Locate every row of text in the items below that contains the string "line", and copy each of those rows in full.
======== Exercise data
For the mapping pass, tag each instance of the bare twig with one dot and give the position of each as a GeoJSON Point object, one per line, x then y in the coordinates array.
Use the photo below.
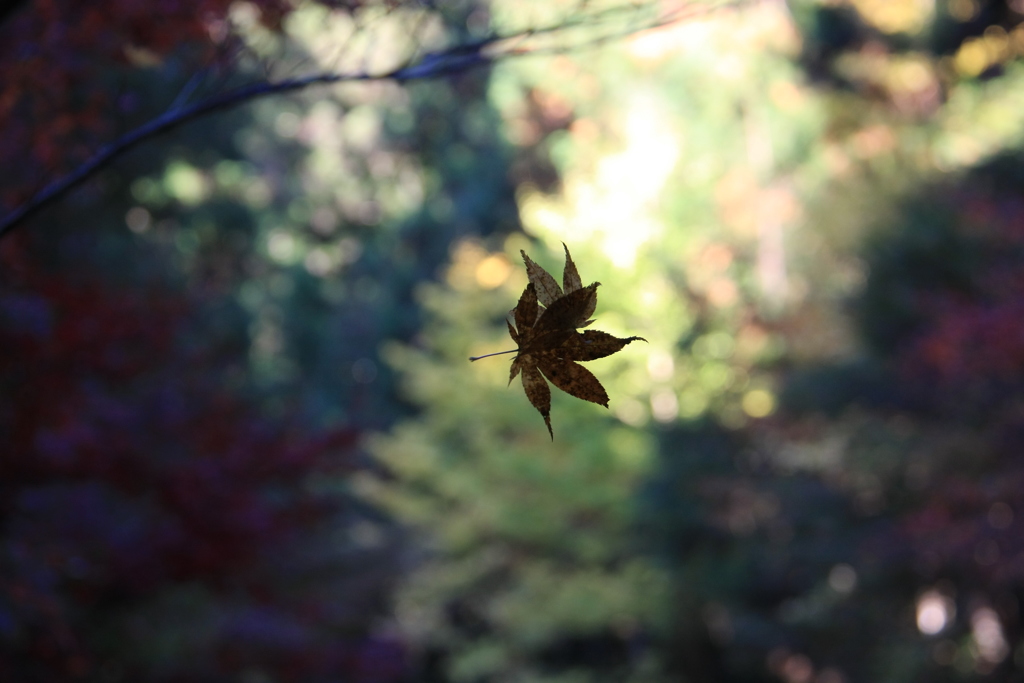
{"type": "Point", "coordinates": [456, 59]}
================
======== Exercise data
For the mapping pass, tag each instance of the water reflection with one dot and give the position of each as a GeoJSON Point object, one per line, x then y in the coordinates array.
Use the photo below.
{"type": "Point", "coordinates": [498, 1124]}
================
**Response:**
For the mapping pass, tag each instance of the bare twig with one dot and give the position of each as a GeoJSON Point object, one per line, x then y in the coordinates array.
For the mapping pass, tag each instance of the water reflection with one dot and give the position of each as a GeoJSON Point object, one per line, x then y in the coordinates array.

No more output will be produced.